** START SUPPLIED RECORDS **
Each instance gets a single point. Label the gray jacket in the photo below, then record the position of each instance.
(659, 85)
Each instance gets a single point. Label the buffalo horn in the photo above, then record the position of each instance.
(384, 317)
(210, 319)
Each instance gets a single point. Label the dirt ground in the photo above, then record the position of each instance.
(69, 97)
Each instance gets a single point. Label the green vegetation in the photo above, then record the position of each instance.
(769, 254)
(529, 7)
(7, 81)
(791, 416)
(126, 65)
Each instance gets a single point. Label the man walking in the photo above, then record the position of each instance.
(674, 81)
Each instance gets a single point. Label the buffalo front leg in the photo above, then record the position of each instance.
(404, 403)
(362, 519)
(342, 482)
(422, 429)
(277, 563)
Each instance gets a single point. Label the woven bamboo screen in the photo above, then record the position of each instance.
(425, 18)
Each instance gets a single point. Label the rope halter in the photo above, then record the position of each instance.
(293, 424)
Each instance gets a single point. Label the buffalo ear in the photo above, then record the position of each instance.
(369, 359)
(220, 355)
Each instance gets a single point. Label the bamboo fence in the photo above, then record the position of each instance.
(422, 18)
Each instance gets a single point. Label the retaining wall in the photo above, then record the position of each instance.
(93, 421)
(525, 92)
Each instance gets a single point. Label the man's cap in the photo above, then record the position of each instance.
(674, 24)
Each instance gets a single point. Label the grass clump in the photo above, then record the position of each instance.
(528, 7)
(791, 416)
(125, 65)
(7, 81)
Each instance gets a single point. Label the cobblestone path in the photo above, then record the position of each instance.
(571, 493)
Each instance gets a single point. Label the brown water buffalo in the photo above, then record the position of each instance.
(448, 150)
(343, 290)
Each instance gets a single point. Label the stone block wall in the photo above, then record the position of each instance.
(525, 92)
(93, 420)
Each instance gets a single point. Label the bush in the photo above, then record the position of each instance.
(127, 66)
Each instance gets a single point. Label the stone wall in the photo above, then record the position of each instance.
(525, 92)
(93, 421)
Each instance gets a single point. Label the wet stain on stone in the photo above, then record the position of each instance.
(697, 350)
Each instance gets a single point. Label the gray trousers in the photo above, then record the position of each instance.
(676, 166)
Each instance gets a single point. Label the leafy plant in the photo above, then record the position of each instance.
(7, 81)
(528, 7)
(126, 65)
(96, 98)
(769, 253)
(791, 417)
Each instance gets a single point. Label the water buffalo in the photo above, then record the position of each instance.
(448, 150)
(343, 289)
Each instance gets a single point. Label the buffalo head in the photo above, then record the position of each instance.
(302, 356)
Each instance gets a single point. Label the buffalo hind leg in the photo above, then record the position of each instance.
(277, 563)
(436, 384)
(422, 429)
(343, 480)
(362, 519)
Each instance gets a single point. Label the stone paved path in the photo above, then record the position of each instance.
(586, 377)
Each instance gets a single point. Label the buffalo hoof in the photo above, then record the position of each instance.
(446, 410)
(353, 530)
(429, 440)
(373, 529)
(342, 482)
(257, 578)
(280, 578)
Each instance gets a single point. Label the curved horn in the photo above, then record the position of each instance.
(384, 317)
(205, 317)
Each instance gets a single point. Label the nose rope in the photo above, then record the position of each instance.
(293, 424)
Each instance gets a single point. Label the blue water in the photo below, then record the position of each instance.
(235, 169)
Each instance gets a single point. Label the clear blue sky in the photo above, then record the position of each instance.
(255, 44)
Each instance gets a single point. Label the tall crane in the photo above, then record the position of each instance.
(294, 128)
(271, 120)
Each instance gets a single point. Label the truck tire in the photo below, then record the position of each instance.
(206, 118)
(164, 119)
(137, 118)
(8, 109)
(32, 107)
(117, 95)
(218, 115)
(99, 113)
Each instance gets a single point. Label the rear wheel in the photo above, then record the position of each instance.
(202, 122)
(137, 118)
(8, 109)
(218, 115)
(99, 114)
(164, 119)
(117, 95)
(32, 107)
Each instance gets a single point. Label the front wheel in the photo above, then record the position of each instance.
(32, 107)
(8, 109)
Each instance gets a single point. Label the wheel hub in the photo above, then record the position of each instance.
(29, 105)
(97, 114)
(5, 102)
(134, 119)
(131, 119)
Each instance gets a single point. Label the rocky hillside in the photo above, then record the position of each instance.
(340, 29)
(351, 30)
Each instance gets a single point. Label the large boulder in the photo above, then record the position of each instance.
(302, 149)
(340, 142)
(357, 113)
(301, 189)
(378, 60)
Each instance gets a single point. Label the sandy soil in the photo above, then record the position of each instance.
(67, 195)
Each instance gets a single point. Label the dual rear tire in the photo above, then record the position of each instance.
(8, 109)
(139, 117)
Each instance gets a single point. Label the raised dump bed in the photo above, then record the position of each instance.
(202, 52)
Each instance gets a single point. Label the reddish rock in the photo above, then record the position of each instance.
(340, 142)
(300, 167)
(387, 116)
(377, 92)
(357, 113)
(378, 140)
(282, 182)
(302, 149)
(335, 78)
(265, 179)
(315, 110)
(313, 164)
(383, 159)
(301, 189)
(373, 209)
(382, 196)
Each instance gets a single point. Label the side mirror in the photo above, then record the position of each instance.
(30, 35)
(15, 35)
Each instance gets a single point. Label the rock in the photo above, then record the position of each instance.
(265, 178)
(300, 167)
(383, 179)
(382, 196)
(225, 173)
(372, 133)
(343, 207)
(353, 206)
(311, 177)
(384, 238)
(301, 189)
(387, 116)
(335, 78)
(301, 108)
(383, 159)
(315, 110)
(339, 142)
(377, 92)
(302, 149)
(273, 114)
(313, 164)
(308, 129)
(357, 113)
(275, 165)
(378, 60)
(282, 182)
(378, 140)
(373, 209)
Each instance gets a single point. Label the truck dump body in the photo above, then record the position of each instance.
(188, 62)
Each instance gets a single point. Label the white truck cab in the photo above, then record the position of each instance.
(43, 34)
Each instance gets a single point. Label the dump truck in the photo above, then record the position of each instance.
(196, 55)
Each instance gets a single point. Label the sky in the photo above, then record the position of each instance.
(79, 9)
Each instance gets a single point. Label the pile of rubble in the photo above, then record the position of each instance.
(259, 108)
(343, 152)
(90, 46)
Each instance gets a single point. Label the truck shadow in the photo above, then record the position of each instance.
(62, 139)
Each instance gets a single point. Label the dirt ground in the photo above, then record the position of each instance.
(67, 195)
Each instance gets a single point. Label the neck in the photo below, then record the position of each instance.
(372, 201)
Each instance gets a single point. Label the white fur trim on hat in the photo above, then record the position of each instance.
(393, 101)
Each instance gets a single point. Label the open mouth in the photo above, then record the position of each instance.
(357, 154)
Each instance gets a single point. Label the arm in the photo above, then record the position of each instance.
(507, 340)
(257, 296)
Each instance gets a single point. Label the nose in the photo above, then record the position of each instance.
** END SUPPLIED RECORDS **
__TASK DIRECTIONS__: The records above are to be repeated exactly, in their entirety.

__RESULT OF THE TASK__:
Each instance gets a single point. Label the gray jacket in the photo below, then record the position of each instance.
(659, 85)
Each instance gets a single point. Label the buffalo horn in the photo above, then record the position of each instance.
(384, 317)
(210, 319)
Each instance gets a single point. Label the dirt ground in the photo above, then record the position of each instance.
(69, 97)
Each instance gets a single point. Label the green vegetation in the photo above, then record the position of each instance.
(769, 254)
(529, 7)
(7, 81)
(791, 416)
(126, 65)
Each instance gets a single point. Label the man walking in the photo above, then record the position of each instance.
(674, 81)
Each instance gets a single point. Label the buffalo front leg in the photo above, then record the position of each instance.
(404, 403)
(362, 519)
(342, 482)
(422, 429)
(277, 563)
Each instance gets a single point. Label the woven bamboo screen in the photo above, then record the position of each instance.
(425, 18)
Each instance gets a single point. Label the rope halter in the photo above, then record the position of each instance.
(293, 424)
Each instance gets a single point. Label the buffalo ear in the photo above, then record the position of each instance.
(369, 359)
(220, 355)
Each instance gets a single point. Label the bamboo fence in the photo above, then record the position of each instance.
(422, 18)
Each instance gets a single point. Label the retaining wall in the photo above, then record the position of each instance.
(93, 421)
(525, 92)
Each instance gets a single point. Label the man's cap in the photo above, then record the position of each instance.
(674, 24)
Each instance gets a single point. Label the grass clump in the photo above, then record the position of each instance.
(528, 7)
(791, 416)
(125, 65)
(7, 81)
Each instance gets a single point. Label the cobblestone path in the photo above, then record the position of each instance.
(571, 493)
Each instance gets a single point. Label the brown water buffalo in the photo above, then record the position of each instance.
(448, 150)
(343, 290)
Each instance gets a single point. Label the stone block wall in the photo above, then record the position of each instance.
(525, 92)
(93, 420)
Each instance gets a single point. Label the bush in the photo above, then record the position of each instance.
(127, 66)
Each instance gets a single point. Label the stone wall in the photo above, then record the position of each instance.
(525, 92)
(93, 421)
Each instance gets a single point. Label the wet stain on stone in the photo above, then record the position of each instance.
(697, 350)
Each instance gets a single point. Label the gray trousers in the photo above, then record the position of each instance.
(676, 166)
Each instance gets a single point. Label the leafy plant in the photo above, then record the position of each instance.
(7, 81)
(528, 7)
(126, 65)
(96, 98)
(769, 253)
(791, 417)
Each instance gets a single point. Label the water buffalo in the photo above, then record the position of each instance.
(448, 150)
(343, 289)
Each instance gets a single point. Label the buffalo head in the photo above, then record the position of each instance.
(302, 356)
Each instance gets a single point. Label the buffalo hind leg in the photo above, then record the position of each instance.
(277, 563)
(436, 384)
(422, 429)
(343, 480)
(362, 519)
Each instance gets a single point. Label the stone paved path in the photo above, then record the position of each instance.
(586, 377)
Each instance gets a single point. Label the buffalo hoof in the photo above, then record the position of each instance.
(446, 410)
(353, 530)
(429, 440)
(373, 529)
(342, 482)
(257, 578)
(280, 578)
Each instance gets a single point. Label the curved horn in the photo above, then record the position of each instance.
(384, 317)
(205, 317)
Each instance gets a single point. Label the nose rope in the photo above, then record the position of each instance.
(293, 424)
Each instance gets a single point. Label the blue water in the photo below, then record the position of each instance.
(235, 169)
Each instance gets a single point. Label the clear blue sky in the photo above, then record the position of each instance.
(255, 44)
Each instance gets a single point. Label the tall crane in the photo above, then record the position of each instance.
(294, 128)
(271, 120)
Each instance gets a single point. Label the truck tire in the photo below, then record the position of each instance.
(206, 118)
(164, 119)
(137, 118)
(8, 109)
(32, 107)
(117, 95)
(218, 115)
(99, 113)
Each instance gets a single point. Label the rear wheel in the photo above, then record the position of each instance.
(202, 122)
(137, 118)
(8, 109)
(218, 115)
(99, 114)
(164, 119)
(117, 95)
(32, 107)
Each instance gets a single point. Label the front wheel in the photo above, then record the position of each instance.
(32, 107)
(8, 109)
Each instance gets a single point. Label the wheel hub in the photo above, then record the position of each instance.
(29, 105)
(97, 114)
(5, 102)
(134, 119)
(131, 119)
Each instance gets a single point. Label the rocky hillside in the photo above, then record the position of each instance.
(340, 29)
(351, 30)
Each instance gets a single point. Label the large boulder in the photo above, then record the position of each instance.
(302, 149)
(340, 142)
(357, 113)
(301, 189)
(378, 60)
Each instance gets a single point. Label the sandy soil in the photo above, then record the position of each instance.
(67, 195)
Each instance gets a single point. Label the dual rear tire in the photo above, then record the position of each instance.
(8, 109)
(139, 117)
Each instance gets a single point. Label the raised dump bed in the photo above, then record the position of each instance.
(202, 52)
Each instance gets a single point. Label the reddish rock in the photo above, then record the position of each instance.
(340, 142)
(300, 167)
(387, 116)
(377, 92)
(357, 113)
(378, 140)
(282, 182)
(302, 149)
(335, 78)
(265, 179)
(315, 110)
(313, 164)
(383, 159)
(301, 189)
(373, 209)
(382, 196)
Each instance gets a single point. Label the side mirror in the photo above, then record the position of each instance.
(30, 35)
(15, 35)
Each instance gets a single point. Label the rock in the photo above, then record the position of each instance.
(265, 178)
(300, 167)
(383, 179)
(382, 196)
(225, 173)
(372, 133)
(343, 207)
(353, 206)
(311, 177)
(384, 238)
(301, 189)
(387, 116)
(335, 78)
(301, 108)
(383, 159)
(315, 110)
(339, 142)
(377, 92)
(302, 149)
(273, 114)
(313, 164)
(308, 129)
(357, 113)
(275, 165)
(378, 60)
(282, 182)
(378, 140)
(373, 209)
Each instance gets a single point. Label the truck dump body in the photo above, then record the position of each instance.
(188, 62)
Each instance gets a single point. Label the white truck cab in the photo above, then record the position of each instance.
(43, 34)
Each instance gets a single point. Label the dump truck in the photo above, then record the position of each instance.
(196, 55)
Each instance gets a single point. Label the sky in the photo above, then record the position of each instance.
(79, 9)
Each instance gets a single point. Label the pile of rubble in the photo above, then record the position of each instance.
(259, 108)
(343, 152)
(90, 46)
Each instance gets a single point. Label the truck shadow in the photo above, then record the position of each instance.
(62, 139)
Each instance gets a single point. Label the dirt ground in the photo above, then record the position of each instance.
(67, 195)
Each instance gets a single point. Label the neck in the photo below, then record the position of each instance.
(372, 201)
Each instance gets a single point. Label the white fur trim on hat in the photo above, then record the position of each instance.
(393, 101)
Each instance gets a single point. Label the open mouth in the photo above, then record the position of each instance.
(357, 154)
Each instance gets a single point. Label the arm in the photo above, then record the position of each instance.
(507, 340)
(257, 296)
Each instance gets a single point. Label the nose in the photo above, then record the position of each instance.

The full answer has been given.